List each line of the material below that contains the word "black", copied in full.

··· LISTING

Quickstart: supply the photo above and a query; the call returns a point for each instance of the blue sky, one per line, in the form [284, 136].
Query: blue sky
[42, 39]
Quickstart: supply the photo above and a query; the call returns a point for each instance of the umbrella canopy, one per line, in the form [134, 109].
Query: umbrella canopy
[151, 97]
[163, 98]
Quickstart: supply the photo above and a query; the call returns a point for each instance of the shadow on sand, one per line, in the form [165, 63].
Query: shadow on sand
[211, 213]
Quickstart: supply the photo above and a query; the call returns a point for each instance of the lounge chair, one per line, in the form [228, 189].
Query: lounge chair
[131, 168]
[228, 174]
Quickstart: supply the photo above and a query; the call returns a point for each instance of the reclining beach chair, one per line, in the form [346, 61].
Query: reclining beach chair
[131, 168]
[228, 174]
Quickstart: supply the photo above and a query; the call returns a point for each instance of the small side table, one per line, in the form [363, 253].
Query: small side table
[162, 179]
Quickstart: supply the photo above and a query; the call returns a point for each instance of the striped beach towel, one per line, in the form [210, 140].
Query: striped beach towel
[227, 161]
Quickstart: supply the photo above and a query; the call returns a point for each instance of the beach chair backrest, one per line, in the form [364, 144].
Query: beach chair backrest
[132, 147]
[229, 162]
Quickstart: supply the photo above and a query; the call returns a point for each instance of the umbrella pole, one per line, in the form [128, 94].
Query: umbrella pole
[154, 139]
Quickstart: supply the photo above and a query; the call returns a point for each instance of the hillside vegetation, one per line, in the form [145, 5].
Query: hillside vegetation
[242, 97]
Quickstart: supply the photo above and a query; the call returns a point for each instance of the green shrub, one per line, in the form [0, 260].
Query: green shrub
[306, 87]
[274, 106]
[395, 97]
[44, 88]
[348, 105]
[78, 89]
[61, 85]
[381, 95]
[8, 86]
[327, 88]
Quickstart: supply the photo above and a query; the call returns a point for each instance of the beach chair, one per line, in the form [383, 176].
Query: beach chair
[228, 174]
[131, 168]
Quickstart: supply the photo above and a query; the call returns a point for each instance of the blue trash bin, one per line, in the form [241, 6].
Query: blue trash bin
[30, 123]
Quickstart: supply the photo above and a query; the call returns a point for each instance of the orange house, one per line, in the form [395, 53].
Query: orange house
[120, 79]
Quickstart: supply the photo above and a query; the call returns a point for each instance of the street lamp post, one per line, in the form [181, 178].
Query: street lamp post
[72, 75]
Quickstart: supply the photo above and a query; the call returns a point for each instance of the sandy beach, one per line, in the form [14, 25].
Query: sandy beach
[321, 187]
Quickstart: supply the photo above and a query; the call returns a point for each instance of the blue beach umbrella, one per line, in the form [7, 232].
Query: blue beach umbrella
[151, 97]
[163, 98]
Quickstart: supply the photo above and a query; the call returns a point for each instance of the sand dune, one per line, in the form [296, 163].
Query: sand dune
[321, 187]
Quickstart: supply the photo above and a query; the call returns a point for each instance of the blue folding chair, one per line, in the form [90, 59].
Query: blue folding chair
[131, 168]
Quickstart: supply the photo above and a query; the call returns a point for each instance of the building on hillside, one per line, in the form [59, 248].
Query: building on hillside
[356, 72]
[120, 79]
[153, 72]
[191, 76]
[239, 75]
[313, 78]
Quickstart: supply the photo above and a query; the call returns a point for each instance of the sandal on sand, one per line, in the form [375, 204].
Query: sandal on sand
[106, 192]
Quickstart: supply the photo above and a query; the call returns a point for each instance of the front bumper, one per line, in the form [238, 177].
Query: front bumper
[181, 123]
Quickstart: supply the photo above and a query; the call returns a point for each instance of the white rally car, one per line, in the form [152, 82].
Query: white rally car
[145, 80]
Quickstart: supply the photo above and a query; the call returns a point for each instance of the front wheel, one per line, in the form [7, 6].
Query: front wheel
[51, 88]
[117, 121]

······
··· LISTING

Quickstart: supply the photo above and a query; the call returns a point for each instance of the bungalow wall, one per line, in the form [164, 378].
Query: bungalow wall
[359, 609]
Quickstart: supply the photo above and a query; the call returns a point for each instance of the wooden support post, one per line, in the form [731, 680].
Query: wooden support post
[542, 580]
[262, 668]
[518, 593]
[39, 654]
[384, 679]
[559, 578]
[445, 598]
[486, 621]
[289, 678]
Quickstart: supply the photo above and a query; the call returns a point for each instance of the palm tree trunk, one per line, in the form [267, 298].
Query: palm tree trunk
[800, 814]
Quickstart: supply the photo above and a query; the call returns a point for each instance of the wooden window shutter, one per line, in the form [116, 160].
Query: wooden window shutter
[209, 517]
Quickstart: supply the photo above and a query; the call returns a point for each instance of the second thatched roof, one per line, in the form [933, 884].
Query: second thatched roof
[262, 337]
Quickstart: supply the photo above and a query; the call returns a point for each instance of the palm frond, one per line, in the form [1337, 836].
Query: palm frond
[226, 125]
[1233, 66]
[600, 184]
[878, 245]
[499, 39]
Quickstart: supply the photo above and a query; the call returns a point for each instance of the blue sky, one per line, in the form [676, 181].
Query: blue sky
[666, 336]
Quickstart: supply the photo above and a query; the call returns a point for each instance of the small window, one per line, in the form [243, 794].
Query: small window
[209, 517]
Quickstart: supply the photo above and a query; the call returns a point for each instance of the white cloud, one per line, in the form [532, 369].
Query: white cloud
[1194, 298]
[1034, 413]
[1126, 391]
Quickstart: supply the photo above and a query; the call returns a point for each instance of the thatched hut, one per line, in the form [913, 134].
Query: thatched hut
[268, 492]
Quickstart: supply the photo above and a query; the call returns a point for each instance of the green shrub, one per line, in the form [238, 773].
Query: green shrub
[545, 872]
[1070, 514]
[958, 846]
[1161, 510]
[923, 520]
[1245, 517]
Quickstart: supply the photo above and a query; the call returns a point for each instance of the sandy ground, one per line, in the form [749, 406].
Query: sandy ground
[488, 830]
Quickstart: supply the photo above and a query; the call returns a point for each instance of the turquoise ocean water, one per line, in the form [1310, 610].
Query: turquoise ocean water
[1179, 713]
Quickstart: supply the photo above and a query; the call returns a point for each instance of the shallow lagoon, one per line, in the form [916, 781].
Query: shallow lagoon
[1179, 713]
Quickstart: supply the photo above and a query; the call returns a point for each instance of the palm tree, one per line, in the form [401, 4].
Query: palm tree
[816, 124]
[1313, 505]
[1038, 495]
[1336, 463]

······
··· LISTING

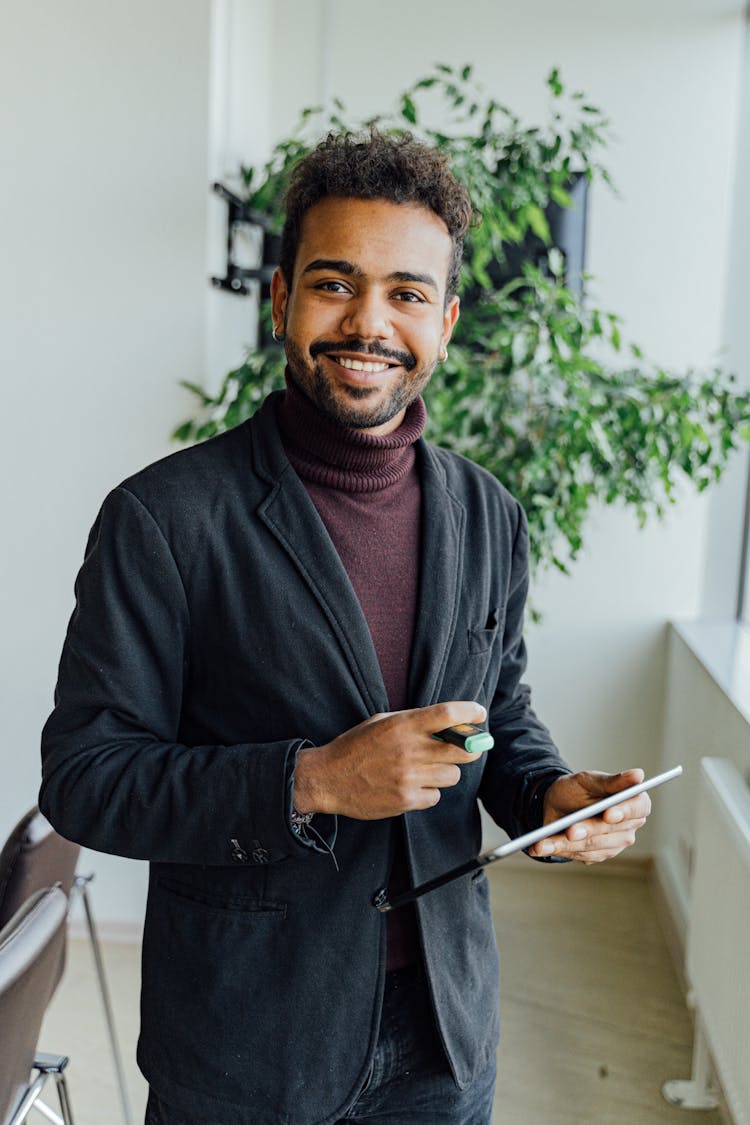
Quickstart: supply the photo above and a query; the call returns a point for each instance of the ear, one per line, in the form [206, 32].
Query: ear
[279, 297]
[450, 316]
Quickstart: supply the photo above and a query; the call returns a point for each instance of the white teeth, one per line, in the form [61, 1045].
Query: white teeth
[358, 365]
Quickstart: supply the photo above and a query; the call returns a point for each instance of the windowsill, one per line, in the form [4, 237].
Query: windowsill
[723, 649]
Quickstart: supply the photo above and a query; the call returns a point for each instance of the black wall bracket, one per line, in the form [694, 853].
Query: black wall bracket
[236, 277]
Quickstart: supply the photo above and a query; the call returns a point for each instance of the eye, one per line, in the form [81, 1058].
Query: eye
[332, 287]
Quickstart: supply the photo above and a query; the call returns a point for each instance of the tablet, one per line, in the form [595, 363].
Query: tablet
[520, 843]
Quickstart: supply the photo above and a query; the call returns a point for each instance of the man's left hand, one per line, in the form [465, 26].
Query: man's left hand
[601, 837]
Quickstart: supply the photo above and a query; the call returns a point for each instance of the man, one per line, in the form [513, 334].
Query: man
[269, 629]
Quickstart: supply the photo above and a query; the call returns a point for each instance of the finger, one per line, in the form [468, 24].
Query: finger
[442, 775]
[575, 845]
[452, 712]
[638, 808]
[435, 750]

······

TASK OUTPUT
Quickstart: supply the photo above and a query; the call returns a point for each instance of the black wall bracket, one per line, in the form [694, 853].
Query: black wall bracket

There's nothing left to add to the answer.